Task to complete =>
What do the lines from the one containing "Question. Place a dot on every instance of the glass" through the end of the entries say? Quote them exactly, and only them.

(Items listed in a dataset)
━━━━━━━━

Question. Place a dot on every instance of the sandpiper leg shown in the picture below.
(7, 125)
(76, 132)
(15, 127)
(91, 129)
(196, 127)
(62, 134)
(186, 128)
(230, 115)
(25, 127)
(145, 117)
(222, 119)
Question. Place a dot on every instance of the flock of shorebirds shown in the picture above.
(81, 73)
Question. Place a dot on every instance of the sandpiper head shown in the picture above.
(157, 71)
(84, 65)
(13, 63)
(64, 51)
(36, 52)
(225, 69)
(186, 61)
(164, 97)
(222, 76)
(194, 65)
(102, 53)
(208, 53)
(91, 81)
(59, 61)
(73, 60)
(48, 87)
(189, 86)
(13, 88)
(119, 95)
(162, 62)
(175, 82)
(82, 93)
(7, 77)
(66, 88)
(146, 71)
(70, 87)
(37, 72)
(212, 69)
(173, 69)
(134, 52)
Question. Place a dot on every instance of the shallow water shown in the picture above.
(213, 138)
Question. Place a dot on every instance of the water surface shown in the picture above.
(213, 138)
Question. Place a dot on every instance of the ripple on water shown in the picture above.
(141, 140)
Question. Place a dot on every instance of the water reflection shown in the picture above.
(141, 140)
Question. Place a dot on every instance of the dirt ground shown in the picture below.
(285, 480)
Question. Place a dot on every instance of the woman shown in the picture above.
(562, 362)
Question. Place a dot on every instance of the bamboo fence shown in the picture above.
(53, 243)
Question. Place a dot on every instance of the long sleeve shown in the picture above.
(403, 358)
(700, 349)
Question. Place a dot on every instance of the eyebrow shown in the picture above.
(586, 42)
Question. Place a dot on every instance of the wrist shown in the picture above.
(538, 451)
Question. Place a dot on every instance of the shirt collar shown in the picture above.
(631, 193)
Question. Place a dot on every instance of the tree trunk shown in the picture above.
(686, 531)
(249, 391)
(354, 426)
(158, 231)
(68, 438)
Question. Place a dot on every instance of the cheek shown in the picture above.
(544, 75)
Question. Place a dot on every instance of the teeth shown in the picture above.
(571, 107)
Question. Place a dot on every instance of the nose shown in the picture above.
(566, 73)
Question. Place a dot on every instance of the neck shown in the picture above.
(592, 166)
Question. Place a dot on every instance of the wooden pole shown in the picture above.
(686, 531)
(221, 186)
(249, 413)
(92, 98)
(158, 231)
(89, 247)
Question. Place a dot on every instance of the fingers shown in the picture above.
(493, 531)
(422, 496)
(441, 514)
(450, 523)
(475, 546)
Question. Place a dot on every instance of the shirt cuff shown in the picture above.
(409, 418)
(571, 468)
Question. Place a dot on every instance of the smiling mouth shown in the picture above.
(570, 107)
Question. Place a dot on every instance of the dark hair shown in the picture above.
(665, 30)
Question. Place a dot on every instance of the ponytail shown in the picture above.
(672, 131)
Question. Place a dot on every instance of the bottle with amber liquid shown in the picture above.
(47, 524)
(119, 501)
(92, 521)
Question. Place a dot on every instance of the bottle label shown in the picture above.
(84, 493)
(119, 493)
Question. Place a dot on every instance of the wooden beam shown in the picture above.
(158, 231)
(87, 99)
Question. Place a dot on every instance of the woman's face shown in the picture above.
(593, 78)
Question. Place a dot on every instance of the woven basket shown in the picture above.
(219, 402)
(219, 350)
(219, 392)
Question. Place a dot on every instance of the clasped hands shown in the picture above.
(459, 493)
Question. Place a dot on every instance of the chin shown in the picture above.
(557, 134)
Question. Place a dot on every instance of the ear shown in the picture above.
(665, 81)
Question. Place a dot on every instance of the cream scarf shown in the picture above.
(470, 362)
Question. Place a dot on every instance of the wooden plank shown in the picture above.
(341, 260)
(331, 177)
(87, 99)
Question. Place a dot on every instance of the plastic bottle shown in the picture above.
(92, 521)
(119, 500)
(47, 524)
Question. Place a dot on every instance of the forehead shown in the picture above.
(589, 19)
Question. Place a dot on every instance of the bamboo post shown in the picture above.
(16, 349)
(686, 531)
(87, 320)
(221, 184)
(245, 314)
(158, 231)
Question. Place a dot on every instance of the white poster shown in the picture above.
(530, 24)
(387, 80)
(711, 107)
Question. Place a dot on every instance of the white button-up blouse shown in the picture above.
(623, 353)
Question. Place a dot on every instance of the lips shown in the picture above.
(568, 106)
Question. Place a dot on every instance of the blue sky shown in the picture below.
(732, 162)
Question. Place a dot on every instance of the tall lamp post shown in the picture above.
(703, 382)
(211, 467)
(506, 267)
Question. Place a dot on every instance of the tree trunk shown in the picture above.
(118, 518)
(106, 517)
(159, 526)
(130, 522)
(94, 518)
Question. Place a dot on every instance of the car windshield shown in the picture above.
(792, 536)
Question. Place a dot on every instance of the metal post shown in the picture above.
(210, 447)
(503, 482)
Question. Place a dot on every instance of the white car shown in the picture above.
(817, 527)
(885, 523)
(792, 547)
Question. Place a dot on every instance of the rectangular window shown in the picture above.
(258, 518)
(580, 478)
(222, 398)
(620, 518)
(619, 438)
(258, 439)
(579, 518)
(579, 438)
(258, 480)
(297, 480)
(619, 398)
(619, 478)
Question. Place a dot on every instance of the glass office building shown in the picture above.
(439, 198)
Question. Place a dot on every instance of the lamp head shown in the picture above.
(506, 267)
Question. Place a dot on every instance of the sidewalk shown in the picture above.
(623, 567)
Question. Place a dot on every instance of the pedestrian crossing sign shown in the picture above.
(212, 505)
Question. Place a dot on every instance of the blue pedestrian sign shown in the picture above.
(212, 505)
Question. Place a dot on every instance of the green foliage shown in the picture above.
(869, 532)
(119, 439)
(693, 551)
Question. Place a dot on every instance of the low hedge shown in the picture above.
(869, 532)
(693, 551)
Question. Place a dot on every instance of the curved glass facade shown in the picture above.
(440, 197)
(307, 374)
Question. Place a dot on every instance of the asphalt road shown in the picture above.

━━━━━━━━

Answer to this task =>
Question. Place a dot on every instance of the glass office building shown in the picture above.
(439, 198)
Question. Place a dot on every instance of the lamp head shown in the picture above.
(506, 267)
Question. Place a dot on every instance of the sidewalk shown in the picture above.
(623, 567)
Question. Place a dot on every instance of the pedestrian crossing sign shown in the picture above.
(212, 505)
Question. Place a dot on every instance of the blue pedestrian sign shown in the picture above.
(212, 505)
Question. Place a dot on every instance of the green foliage shown in the picture above.
(869, 532)
(119, 439)
(693, 551)
Question. Place a dot on every instance of the low hedge shown in the picture above.
(869, 532)
(693, 551)
Question. Place a dot on every instance of the curved glass facade shown in the picture above.
(440, 197)
(307, 374)
Question. Place a dot on every instance of the asphalt road shown in the picture above.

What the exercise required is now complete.